* **TASK STATEMENT**: Give the lines below as a JSON list of strings, with one string for each line and blank lines left out.

(Records held in a dataset)

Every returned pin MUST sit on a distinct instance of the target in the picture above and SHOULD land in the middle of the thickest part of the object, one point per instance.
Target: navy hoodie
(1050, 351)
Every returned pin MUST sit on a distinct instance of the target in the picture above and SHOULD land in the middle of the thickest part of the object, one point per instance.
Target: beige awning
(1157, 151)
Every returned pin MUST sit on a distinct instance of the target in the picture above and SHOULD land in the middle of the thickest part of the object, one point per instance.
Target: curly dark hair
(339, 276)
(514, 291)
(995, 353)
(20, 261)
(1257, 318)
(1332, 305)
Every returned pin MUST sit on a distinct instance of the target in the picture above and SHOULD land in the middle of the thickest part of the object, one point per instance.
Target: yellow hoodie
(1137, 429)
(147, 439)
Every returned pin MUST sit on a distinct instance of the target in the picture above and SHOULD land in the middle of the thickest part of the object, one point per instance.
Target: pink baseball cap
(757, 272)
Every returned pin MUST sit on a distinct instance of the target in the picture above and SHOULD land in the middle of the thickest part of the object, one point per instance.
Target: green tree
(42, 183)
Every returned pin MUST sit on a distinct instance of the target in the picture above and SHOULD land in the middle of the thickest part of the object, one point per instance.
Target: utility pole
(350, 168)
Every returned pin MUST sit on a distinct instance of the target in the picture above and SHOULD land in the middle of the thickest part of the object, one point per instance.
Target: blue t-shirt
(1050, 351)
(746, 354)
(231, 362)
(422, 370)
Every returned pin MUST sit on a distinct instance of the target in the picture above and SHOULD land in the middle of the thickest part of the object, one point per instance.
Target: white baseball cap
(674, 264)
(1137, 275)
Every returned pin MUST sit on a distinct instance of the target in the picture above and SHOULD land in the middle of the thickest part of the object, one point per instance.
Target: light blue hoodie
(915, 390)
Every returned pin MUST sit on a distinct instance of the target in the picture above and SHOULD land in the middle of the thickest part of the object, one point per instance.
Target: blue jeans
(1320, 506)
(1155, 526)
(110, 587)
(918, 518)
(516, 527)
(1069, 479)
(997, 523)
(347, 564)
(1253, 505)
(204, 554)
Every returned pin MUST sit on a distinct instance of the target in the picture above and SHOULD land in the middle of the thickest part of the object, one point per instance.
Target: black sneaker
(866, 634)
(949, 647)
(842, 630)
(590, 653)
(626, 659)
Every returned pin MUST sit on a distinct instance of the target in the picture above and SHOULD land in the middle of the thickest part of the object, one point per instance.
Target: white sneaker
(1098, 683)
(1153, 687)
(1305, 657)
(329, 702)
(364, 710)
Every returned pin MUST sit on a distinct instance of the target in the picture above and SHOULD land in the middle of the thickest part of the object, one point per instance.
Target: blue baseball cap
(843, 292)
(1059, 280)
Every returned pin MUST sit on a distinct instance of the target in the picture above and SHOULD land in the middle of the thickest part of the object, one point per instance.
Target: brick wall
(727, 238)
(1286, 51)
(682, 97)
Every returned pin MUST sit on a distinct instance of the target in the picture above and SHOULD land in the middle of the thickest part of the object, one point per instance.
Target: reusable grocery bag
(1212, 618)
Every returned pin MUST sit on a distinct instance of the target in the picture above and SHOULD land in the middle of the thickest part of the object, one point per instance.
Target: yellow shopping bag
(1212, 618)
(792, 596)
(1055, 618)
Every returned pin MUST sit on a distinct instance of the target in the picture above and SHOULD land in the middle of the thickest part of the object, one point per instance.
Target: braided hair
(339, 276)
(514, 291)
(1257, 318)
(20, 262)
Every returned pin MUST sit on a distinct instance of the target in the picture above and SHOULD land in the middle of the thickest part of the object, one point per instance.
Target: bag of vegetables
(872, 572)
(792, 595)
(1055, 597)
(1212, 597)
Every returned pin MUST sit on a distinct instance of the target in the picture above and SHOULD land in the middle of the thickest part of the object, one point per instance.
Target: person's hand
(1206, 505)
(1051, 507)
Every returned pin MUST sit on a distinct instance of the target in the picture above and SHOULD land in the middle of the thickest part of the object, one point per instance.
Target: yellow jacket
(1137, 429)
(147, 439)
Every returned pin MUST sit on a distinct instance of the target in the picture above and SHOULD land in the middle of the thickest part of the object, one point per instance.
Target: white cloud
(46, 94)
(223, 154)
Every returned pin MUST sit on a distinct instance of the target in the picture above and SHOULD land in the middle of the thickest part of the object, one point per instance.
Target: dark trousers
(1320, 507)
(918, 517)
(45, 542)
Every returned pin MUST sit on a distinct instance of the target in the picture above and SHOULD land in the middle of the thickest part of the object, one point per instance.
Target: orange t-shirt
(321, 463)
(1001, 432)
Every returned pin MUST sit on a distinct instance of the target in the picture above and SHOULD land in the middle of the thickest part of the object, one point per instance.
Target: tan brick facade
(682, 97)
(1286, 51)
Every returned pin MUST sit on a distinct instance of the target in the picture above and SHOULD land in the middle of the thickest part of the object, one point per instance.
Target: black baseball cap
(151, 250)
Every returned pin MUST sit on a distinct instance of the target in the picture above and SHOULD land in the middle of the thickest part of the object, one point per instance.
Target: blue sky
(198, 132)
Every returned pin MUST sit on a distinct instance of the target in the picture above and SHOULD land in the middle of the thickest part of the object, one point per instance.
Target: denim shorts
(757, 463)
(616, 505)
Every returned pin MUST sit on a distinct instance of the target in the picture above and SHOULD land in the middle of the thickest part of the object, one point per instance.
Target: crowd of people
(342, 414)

* **WRITTEN RESPONSE**:
[
  "Every returned pin MUST sit on a distinct instance of the target in the picture above and SHOULD land in the middle of the thickest part of the object, one point per instance.",
  "Target: navy hoodie",
  "(1050, 351)",
  "Every returned pin MUST sit on a distinct instance of the target in the picture above and SHOULD land in the middle of the thickest part of the object, one point per instance.",
  "Target: beige awning",
  "(1157, 151)",
  "Every returned pin MUST sit on a distinct instance of the target in the picture above and SHOULD land in the middle of the thickest part of the object, one point per instance.",
  "Target: curly dark hair",
  "(339, 276)",
  "(514, 291)",
  "(995, 353)",
  "(20, 261)",
  "(1257, 318)",
  "(1332, 305)",
  "Every returned pin MUST sit on a distinct instance of the target in the picture above and SHOULD land in the middle of the thickest part of the object, one point per instance.",
  "Target: yellow hoodie",
  "(1137, 429)",
  "(147, 439)",
  "Every returned pin MUST sit on a distinct instance of the target in the picture above and SHOULD land in the middle of the thickest part of the object, one point per instance.",
  "Target: pink baseball cap",
  "(757, 272)",
  "Every returned pin MUST sit on a distinct instance of the target in the picture above and SHOULD land in the middle of the thickest part of the object, one point per instance.",
  "Target: green tree",
  "(42, 183)",
  "Every returned pin MUST sit on a distinct instance of the target in the picture above and SHOULD land in the middle of the thickest part of the object, one point per instance.",
  "Target: utility pole",
  "(350, 168)",
  "Every returned pin MUST sit on a distinct instance of the target in the picture above and SHOULD land in the middle of the thickest part of the object, one point per instance.",
  "Target: blue t-shirt",
  "(1050, 351)",
  "(746, 354)",
  "(231, 362)",
  "(422, 370)",
  "Every returned pin MUST sit on a distinct instance of the target in the picture above and SHOULD land in the middle of the thickest part of the object, one point per instance.",
  "Target: white baseball cap",
  "(674, 264)",
  "(1137, 275)",
  "Every returned pin MUST sit on a distinct instance of the target in the picture above and SHOULD land in the middle of the thickest part of the object, one point per instance.",
  "Target: light blue hoodie",
  "(915, 390)",
  "Every returned pin MUST sit on a distinct instance of the target in the picture above and SHOULD land in the middle of the thickest part of the object, one point per instance.",
  "Target: blue jeans",
  "(1320, 506)",
  "(1155, 526)",
  "(110, 587)",
  "(918, 518)",
  "(516, 527)",
  "(1069, 479)",
  "(997, 523)",
  "(347, 564)",
  "(1253, 505)",
  "(204, 554)",
  "Every returned pin MUST sit on a distinct instance of the target in the picture above and SHOULD land in the middle of the thickest part of the object, one point per instance.",
  "Target: black sneaker",
  "(866, 634)",
  "(949, 647)",
  "(842, 630)",
  "(590, 653)",
  "(626, 659)",
  "Every returned pin MUST sit on a distinct instance of the target in the picture above and SHOULD land in the middle of the thickest part of the object, one point per instance.",
  "Target: white sneaker",
  "(1098, 683)",
  "(1153, 687)",
  "(1305, 657)",
  "(329, 702)",
  "(364, 710)",
  "Every returned pin MUST sit on a distinct instance of the target in the picture above and SHOULD land in the middle of the thickest part of the object, one point per instance.",
  "Target: blue baseball cap",
  "(843, 292)",
  "(1059, 280)",
  "Every returned pin MUST sit on a distinct instance of the target in the picture above and SHOULD land in the middle of the thickest part of the object, one point per instance.",
  "Target: brick wall",
  "(727, 238)",
  "(1286, 51)",
  "(682, 97)",
  "Every returned pin MUST sit on a distinct instance of the target in the picture above and SHOULD land in the middle of the thickest part of the object, one point per instance.",
  "Target: reusable grocery bag",
  "(1212, 618)",
  "Every returned pin MUST sit on a distinct instance of the target in the picture above and SHOULD land in the middle of the thickest part of the object, one point per instance.",
  "Target: yellow shopping bag",
  "(1212, 618)",
  "(792, 596)",
  "(1055, 618)",
  "Every returned pin MUST sit on a distinct instance of the target in the picture above and SHOULD land in the middle of the thickest part of the object, one point per instance.",
  "Target: braided hair",
  "(339, 276)",
  "(514, 291)",
  "(1257, 318)",
  "(20, 262)",
  "Every returned pin MUST sit on a distinct instance of the target in the picture above and SHOULD land in the middle of the thickest part of the object, one point per instance.",
  "Target: bag of vegetables",
  "(872, 572)",
  "(792, 595)",
  "(1055, 597)",
  "(1212, 597)",
  "Every returned pin MUST sit on a distinct instance of the target in the picture above and SHOULD land in the middle of the thickest part of the object, one point per instance.",
  "Target: person's hand",
  "(1206, 505)",
  "(1051, 507)",
  "Every returned pin MUST sit on a distinct instance of the target in the picture above and SHOULD land in the middle of the thickest part of the object, one point per instance.",
  "Target: yellow jacket",
  "(1137, 429)",
  "(147, 439)",
  "Every returned pin MUST sit on a distinct instance of the target in the picture above and SHOULD land in the middle of the thickest part of the object, one point per instance.",
  "Target: white cloud",
  "(46, 94)",
  "(223, 154)",
  "Every returned pin MUST sit on a distinct instance of the target in the picture above and SHOULD land in the middle of the thickest part of the object, one point per instance.",
  "Target: dark trousers",
  "(1320, 507)",
  "(918, 517)",
  "(45, 542)",
  "Every returned pin MUST sit on a distinct instance of the target in the picture above and SHOULD land in the middle of the thickest part of the object, one point per instance.",
  "Target: orange t-shirt",
  "(321, 463)",
  "(1001, 432)",
  "Every returned pin MUST sit on a distinct instance of the target in the picture above and SHOULD land in the middle of the thickest part of the object, one point per instance.",
  "Target: tan brick facade",
  "(682, 97)",
  "(1286, 51)",
  "Every returned pin MUST sit on a distinct instance of the target in the picture above and SHOULD land in the middle of the thickest part of the object, one point per instance.",
  "Target: black baseball cap",
  "(151, 250)",
  "Every returned pin MUST sit on a distinct instance of the target in the picture above and SHOULD land in the middle of the thickest part of the object, one point per instance.",
  "Target: blue sky",
  "(198, 132)",
  "Every returned pin MUST sit on a distinct instance of the target in the picture above and SHOULD land in the middle of the thickest part of the object, one point per instance.",
  "Target: denim shorts",
  "(757, 463)",
  "(616, 505)",
  "Every returned pin MUST sit on a distinct instance of the target in the picture above and SHOULD land in the middle of the thickest part of the object, one point per instance.",
  "Target: crowd of people",
  "(342, 414)"
]